▶ **WHAT THE EXERCISE ASKS**
Transcribe the entries below exactly as they appear.

################

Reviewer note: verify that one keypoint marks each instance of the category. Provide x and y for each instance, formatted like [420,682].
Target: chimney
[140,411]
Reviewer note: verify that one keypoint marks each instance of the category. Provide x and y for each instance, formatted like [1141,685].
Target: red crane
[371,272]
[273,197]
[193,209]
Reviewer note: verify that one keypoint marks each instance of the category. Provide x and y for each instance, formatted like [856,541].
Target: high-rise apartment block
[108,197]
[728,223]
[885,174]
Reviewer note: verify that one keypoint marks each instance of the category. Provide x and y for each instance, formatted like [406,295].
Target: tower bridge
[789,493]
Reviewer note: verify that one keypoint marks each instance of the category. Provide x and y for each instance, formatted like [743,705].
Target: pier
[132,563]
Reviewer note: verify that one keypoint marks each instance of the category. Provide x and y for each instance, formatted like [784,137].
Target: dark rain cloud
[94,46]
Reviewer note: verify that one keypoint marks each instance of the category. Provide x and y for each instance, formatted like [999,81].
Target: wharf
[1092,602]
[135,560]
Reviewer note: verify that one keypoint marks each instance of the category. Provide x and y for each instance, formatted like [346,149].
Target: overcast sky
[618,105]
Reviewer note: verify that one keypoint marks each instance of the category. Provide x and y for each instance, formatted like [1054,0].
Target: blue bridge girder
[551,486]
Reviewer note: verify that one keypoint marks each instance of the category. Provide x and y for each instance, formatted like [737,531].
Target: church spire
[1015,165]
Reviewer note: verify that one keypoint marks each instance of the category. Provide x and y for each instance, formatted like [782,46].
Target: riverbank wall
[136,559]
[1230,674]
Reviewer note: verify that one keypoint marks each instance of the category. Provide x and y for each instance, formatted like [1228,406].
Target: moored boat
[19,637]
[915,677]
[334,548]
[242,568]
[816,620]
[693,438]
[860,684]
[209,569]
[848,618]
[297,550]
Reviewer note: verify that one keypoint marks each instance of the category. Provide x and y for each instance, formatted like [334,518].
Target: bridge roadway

################

▶ **RESULT OF THIS TASK**
Reviewer note: verify that one keypoint marks each instance of the category. Provide x and y for each instance, formatted like [420,682].
Target: chimney
[140,411]
Reviewer note: verify that one keypoint marks each instance of the category. Provide x and y for each instance, formatted like [1141,685].
Target: red crane
[371,272]
[273,197]
[193,209]
Reviewer note: verify that one keypoint marks each instance of the category. Provide x and y for each instance, formatted like [856,541].
Target: high-rise apartment block
[108,197]
[728,223]
[885,174]
Reviewer note: verify that one keypoint marks each instance of the category. Provide x and y for each instance, formatted like [406,295].
Target: tower bridge
[789,493]
Reviewer note: verify that one keypoint marks each instance of the category. Provide x and y for each instance, formatted like [743,705].
Target: pier
[132,563]
Reviewer note: verify that one keypoint marks each instance of the category. Provide x and y for each instance, formatted like [784,137].
Target: dark rain cloud
[94,46]
Reviewer note: verify that one keypoint marks each instance of the category. Provide x and y for each instance, formatted like [999,81].
Target: wharf
[1092,602]
[135,560]
Reviewer note: verify that one keypoint marks each instance of the category. Provide x and y for each instance, formatted like [346,149].
Target: overcast sky
[618,105]
Reviewer note: verify that one keypoint marks each instance of the category. Provide x and y for each instance, formatted like [1054,0].
Target: blue bridge girder
[551,486]
Reviewer note: verify that one keypoint marks each instance of the category. Provide x and y for each instance, formatted like [737,531].
Target: church spire
[1015,165]
Reviewer note: verify that one keypoint marks each instance of the category. Provide x and y for each instance, formatted like [782,46].
Target: riverbank wall
[136,559]
[1230,674]
Reviewer note: verify that one keypoint marks each instance of the category. Provide x and y for each instance, formatted like [1228,406].
Target: moored boat
[19,637]
[915,677]
[334,548]
[242,568]
[816,620]
[693,438]
[860,684]
[209,569]
[848,618]
[297,550]
Reviewer note: verify that one keypoint marks each instance of the category. Provide x and y for each instance, formatted like [334,518].
Target: bridge roadway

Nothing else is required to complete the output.